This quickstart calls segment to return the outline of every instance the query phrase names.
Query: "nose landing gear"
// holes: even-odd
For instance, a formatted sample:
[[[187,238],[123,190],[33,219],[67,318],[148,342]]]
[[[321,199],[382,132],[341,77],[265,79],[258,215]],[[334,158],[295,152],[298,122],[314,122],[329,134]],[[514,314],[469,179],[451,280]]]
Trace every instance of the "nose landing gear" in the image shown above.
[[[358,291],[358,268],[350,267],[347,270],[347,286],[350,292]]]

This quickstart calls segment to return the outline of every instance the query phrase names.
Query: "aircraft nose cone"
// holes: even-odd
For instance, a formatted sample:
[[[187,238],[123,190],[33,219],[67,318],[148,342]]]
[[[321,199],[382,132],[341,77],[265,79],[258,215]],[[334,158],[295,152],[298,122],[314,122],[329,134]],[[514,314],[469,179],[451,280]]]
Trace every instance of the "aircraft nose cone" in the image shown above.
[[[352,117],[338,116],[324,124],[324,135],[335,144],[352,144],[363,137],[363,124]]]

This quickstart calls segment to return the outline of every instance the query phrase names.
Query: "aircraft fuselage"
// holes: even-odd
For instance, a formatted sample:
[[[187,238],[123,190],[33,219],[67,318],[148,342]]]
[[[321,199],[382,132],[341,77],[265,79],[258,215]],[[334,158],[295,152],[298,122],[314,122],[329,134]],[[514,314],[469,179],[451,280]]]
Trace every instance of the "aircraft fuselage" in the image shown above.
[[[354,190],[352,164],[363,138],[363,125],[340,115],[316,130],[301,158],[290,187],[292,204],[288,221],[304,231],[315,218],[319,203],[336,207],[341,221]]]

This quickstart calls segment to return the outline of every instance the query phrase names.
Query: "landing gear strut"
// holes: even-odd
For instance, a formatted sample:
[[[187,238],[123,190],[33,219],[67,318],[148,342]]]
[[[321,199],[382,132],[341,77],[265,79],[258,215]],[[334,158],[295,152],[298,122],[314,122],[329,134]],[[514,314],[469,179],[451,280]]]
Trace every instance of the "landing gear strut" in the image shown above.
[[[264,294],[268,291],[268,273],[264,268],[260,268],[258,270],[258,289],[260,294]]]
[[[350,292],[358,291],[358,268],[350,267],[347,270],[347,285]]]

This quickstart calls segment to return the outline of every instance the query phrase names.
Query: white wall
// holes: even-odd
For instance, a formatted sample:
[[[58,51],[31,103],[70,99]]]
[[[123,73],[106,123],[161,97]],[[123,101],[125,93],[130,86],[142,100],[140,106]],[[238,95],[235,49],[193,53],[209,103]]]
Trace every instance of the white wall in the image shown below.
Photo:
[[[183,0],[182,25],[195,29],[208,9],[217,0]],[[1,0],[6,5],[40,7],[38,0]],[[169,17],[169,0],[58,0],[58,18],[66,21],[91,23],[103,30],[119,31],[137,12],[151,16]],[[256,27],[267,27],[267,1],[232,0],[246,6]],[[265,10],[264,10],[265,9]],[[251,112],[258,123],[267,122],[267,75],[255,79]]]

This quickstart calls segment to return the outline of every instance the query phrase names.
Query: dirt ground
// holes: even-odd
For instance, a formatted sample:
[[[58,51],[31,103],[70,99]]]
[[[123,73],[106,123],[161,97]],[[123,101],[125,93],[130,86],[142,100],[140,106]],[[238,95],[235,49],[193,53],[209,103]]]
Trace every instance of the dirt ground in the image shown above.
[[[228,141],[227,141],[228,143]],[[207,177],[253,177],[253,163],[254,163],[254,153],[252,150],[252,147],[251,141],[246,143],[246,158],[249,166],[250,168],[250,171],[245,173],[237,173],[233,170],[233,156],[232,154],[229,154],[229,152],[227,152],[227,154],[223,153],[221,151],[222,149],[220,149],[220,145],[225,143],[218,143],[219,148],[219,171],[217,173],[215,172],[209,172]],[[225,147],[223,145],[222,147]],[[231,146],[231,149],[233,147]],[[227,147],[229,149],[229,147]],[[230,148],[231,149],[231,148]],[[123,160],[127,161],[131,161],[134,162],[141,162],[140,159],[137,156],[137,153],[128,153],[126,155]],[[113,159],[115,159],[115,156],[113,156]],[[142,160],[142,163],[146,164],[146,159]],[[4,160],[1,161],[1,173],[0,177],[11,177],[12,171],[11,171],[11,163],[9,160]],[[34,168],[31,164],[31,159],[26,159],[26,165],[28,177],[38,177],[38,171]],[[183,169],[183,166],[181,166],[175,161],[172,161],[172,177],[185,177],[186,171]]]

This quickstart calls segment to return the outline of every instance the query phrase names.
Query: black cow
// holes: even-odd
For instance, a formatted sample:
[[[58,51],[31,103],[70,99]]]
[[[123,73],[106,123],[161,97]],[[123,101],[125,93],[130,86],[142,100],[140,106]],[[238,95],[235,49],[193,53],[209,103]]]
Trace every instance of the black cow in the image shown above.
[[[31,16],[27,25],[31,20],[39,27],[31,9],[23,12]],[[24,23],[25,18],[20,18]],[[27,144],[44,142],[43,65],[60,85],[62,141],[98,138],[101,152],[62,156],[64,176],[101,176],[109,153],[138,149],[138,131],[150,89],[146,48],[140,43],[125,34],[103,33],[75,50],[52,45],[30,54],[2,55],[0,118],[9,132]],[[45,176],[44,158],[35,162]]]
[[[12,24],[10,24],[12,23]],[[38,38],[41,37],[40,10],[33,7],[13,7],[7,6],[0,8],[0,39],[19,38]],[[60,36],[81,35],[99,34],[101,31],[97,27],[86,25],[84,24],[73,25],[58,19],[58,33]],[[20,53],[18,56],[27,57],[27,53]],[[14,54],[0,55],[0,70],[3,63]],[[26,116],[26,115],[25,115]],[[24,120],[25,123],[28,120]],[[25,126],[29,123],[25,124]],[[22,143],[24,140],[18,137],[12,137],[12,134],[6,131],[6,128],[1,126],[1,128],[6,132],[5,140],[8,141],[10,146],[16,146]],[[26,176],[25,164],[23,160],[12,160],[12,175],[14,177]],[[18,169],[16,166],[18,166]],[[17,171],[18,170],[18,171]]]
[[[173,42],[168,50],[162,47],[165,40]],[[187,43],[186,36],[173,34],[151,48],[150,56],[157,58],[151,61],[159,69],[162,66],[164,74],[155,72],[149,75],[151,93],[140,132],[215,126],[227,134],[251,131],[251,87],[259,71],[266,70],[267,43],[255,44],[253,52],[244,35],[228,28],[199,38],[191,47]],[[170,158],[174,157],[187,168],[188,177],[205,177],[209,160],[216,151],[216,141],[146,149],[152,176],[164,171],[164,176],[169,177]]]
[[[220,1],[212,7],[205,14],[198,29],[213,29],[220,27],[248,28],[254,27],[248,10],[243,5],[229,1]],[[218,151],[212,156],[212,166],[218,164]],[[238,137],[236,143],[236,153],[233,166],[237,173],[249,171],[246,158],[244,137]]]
◆ ◆ ◆ ◆ ◆ ◆ ◆
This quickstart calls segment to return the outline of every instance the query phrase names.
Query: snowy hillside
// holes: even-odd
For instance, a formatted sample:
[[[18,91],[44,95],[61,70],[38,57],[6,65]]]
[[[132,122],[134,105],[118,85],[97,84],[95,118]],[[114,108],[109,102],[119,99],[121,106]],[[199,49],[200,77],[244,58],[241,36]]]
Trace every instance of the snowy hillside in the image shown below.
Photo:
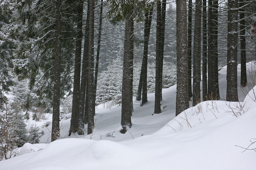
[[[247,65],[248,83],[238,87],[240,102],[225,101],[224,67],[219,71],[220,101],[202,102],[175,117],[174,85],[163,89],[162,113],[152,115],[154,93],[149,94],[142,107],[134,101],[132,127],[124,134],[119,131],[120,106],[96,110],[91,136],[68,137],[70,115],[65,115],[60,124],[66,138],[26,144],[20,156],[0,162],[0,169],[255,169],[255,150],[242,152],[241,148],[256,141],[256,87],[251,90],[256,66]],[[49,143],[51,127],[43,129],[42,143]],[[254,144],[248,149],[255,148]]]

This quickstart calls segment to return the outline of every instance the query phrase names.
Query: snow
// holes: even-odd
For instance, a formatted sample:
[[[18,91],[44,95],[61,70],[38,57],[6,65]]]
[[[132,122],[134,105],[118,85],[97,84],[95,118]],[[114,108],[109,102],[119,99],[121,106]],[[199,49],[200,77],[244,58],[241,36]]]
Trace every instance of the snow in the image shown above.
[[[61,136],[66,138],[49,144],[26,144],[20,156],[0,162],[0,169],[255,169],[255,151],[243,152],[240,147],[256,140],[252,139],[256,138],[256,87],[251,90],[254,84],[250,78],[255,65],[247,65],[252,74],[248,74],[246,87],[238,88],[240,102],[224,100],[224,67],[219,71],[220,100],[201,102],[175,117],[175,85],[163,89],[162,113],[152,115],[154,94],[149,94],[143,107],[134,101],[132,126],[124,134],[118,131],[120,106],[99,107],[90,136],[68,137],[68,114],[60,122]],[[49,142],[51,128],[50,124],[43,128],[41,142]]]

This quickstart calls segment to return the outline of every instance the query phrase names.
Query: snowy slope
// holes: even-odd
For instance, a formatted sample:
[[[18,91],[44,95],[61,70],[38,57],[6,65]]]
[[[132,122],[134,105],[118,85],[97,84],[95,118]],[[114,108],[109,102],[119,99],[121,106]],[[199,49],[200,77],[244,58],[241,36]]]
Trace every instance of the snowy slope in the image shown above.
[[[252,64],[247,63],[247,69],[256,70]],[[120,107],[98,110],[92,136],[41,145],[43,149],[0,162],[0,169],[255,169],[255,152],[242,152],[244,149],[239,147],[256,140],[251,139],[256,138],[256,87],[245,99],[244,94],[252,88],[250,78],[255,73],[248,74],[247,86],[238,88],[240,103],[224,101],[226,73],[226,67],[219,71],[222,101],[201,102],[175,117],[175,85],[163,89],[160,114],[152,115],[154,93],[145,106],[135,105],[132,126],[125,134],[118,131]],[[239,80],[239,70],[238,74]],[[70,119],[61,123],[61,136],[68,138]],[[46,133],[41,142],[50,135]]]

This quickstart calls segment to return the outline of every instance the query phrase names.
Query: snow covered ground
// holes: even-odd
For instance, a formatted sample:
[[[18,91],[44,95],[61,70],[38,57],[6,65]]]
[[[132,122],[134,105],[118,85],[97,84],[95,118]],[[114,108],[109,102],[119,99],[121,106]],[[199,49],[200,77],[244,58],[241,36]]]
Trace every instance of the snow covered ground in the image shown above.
◆ ◆ ◆ ◆ ◆ ◆ ◆
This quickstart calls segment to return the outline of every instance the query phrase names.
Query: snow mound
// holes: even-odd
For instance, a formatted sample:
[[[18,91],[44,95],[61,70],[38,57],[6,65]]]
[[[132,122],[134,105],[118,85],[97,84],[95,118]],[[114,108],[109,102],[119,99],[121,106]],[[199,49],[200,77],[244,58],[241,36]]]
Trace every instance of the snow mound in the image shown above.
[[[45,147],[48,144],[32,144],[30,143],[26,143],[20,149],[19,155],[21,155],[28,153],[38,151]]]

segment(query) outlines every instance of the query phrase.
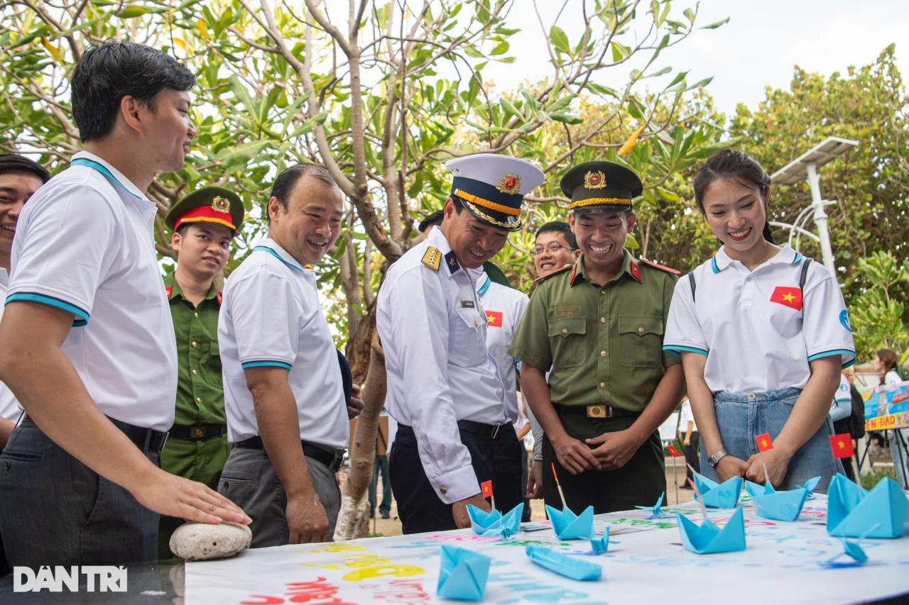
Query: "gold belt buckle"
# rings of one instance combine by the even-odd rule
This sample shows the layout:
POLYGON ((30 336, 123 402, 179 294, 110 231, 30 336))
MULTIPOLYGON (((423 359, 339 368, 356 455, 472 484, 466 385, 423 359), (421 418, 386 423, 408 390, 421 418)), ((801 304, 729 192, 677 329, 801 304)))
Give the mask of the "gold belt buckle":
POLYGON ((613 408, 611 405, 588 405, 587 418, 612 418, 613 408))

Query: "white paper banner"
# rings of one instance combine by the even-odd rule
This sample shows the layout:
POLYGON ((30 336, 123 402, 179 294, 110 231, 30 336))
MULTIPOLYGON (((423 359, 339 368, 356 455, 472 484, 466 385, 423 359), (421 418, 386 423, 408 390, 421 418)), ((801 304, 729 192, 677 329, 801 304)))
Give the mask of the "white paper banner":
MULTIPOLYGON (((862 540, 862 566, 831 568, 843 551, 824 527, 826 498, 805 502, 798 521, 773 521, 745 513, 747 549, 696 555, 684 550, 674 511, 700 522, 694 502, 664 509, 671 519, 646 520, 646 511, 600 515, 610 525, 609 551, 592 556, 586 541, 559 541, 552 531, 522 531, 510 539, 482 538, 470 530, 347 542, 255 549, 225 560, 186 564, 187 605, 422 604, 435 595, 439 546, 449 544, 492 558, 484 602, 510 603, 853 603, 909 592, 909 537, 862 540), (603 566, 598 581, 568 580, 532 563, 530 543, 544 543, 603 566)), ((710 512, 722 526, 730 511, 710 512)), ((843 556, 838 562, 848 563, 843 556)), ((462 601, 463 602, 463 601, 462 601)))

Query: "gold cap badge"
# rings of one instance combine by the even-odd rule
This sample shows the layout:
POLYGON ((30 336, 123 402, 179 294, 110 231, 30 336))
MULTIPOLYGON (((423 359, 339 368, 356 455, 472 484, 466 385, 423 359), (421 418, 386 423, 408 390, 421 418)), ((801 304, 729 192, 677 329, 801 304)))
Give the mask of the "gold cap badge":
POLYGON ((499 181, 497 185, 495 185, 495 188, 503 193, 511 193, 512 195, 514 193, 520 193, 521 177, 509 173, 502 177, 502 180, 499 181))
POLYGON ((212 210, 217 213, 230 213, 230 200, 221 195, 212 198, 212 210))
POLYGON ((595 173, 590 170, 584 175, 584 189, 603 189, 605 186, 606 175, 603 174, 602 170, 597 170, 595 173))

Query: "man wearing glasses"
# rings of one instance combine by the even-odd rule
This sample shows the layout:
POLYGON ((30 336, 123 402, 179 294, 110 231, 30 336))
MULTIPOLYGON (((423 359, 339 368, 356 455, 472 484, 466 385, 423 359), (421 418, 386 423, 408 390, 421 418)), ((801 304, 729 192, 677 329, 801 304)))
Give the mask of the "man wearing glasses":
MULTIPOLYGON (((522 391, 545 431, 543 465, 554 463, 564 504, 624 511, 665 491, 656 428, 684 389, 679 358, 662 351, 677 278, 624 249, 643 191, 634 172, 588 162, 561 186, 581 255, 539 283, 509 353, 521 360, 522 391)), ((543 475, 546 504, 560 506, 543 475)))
◆ ◆ ◆ ◆ ◆ ◆ ◆
◆ SET EXERCISE:
Lay out the lines from the one containing "segment(query) outlines every" up to and including the one containing "MULTIPOLYGON (((862 540, 862" as a Markdown table with the columns No. and Line. Skip blank lines and leave the pictures out.

◆ EXERCISE ANSWER:
| No. | Line |
|---|---|
| 1 | segment(query) outlines every instance of the query phrase. |
| 2 | Query: "gold belt buckle" |
| 3 | # rings of one instance combine by the even-odd rule |
| 4 | This sample shows the layout: |
| 5 | POLYGON ((30 336, 123 402, 179 294, 110 231, 30 336)) |
| 6 | MULTIPOLYGON (((423 359, 339 368, 356 455, 472 484, 466 385, 423 359), (421 418, 386 423, 408 390, 421 418)), ((801 304, 729 192, 677 329, 801 304))) |
| 7 | Give the mask of the "gold belt buckle": |
| 8 | POLYGON ((613 408, 611 405, 588 405, 587 418, 612 418, 613 408)) |
| 9 | Query: "white paper banner" |
| 10 | # rings of one instance combine by the even-odd rule |
| 11 | This sample shows the layout: |
| 12 | POLYGON ((30 336, 123 402, 179 294, 110 231, 30 336)) |
| 13 | MULTIPOLYGON (((423 359, 339 368, 356 455, 472 484, 466 385, 423 359), (421 418, 386 423, 408 390, 421 418)), ((801 304, 729 192, 677 329, 801 304))) |
| 14 | Give the mask of the "white paper banner": |
| 15 | MULTIPOLYGON (((862 540, 862 566, 831 568, 843 551, 824 527, 826 498, 805 502, 798 521, 773 521, 745 513, 747 549, 696 555, 684 550, 674 511, 700 522, 694 502, 664 509, 671 519, 646 520, 646 511, 600 515, 610 525, 609 551, 592 556, 586 541, 559 541, 552 531, 522 531, 510 539, 482 538, 470 530, 347 542, 255 549, 225 560, 186 564, 187 605, 422 604, 435 595, 439 546, 449 544, 492 558, 484 602, 510 603, 853 603, 909 592, 909 537, 862 540), (603 566, 598 581, 568 580, 532 563, 530 543, 544 543, 603 566)), ((710 512, 722 526, 730 511, 710 512)), ((843 556, 838 562, 848 563, 843 556)), ((462 601, 463 602, 463 601, 462 601))) |